+++ TEXTE RETENU +++

Si tout cela n’entrave en rien la plaisir de jeu et ne gênera d’ailleurs pas les nouveaux venus… c’est un cumul qui peut quelque peu décevoir les joueurs les plus hardcores, même si c’est un reproche qui est plus imputable à l’héritage du précédent épisode qu’à Risen 3 en soi, et il faut reconnaître que le titre a su faire demi-tour sur quelques point (en ajoutant par exemple la nécessité d’activer des téléporteurs avec des pierres avant de pouvoir utiliser le déplacement rapide) et que pas mal d’options de simplification (comme le fait d’avoir les lieux de quêtes indiqués précisément sur la carte) restent optionnels.

Le retour de la revanche des mini-jeux

Un autre point encore une fois hérité du Risen 2, et pas forcément là encore le plus intéressant, c’est la présence de mini-jeux. Deux d’entre-eux sont hérités du précédent épisode : le crochetage des serrures (globalement efficace même s’il n’a rien de palpitant) et le concours de beuveries (toujours aussi peu passionnant). A cela s’ajoute tout de même deux nouvelles épreuves un peu de la même veine : le lancer de couteaux, et des bras de fer à brase de QTE. Mieux gérés que ceux du précédent opus, on ne peut néanmoins pas dire que le tout soit très passionnant, même si cela offre un moyen aisé de se faire un peu d’argent dans le jeu.

+++

## SÉRIE DE CONSIGNES
**a.** Les affirmations suivantes sont-elles conformes à l'extrait sur Risen 3 ? (i) Le crochetage des serrures est un mini-jeu apparu pour la première fois dans Risen 3. (ii) Les mini-jeux donnent un moyen facile de gagner un peu d'argent dans le jeu. (iii) Des téléporteurs doivent être activés avec des pierres avant que le déplacement rapide soit possible. Répondez par oui ou non à chacune, en citant à l'identique les mots de l'extrait qui tranchent.
**b.** Recopiez mot pour mot, s'il vous plaît, le passage de l'extrait sur Risen 3 qui va de "Si tout cela" à "carte) restent optionnels.".

+++ DONNÉES ENREGISTRÉES +++

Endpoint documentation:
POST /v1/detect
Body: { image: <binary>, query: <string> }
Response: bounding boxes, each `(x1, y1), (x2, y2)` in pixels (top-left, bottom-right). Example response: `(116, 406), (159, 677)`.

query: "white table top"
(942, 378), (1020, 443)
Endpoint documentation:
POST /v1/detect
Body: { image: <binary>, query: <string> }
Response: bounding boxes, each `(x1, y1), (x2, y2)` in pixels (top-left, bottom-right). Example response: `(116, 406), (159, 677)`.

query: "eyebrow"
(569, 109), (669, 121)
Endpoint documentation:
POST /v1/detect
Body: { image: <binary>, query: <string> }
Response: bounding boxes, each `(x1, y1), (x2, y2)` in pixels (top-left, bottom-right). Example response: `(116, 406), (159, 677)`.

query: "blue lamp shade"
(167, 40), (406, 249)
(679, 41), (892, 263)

+++

## RÉSULTATS
**a.**
(i) Non : « Deux d’entre-eux sont hérités du précédent épisode : le crochetage des serrures »
(ii) Oui : « cela offre un moyen aisé de se faire un peu d’argent dans le jeu »
(iii) Oui : « la nécessité d’activer des téléporteurs avec des pierres avant de pouvoir utiliser le déplacement rapide »

**b.**
Si tout cela n’entrave en rien la plaisir de jeu et ne gênera d’ailleurs pas les nouveaux venus… c’est un cumul qui peut quelque peu décevoir les joueurs les plus hardcores, même si c’est un reproche qui est plus imputable à l’héritage du précédent épisode qu’à Risen 3 en soi, et il faut reconnaître que le titre a su faire demi-tour sur quelques point (en ajoutant par exemple la nécessité d’activer des téléporteurs avec des pierres avant de pouvoir utiliser le déplacement rapide) et que pas mal d’options de simplification (comme le fait d’avoir les lieux de quêtes indiqués précisément sur la carte) restent optionnels.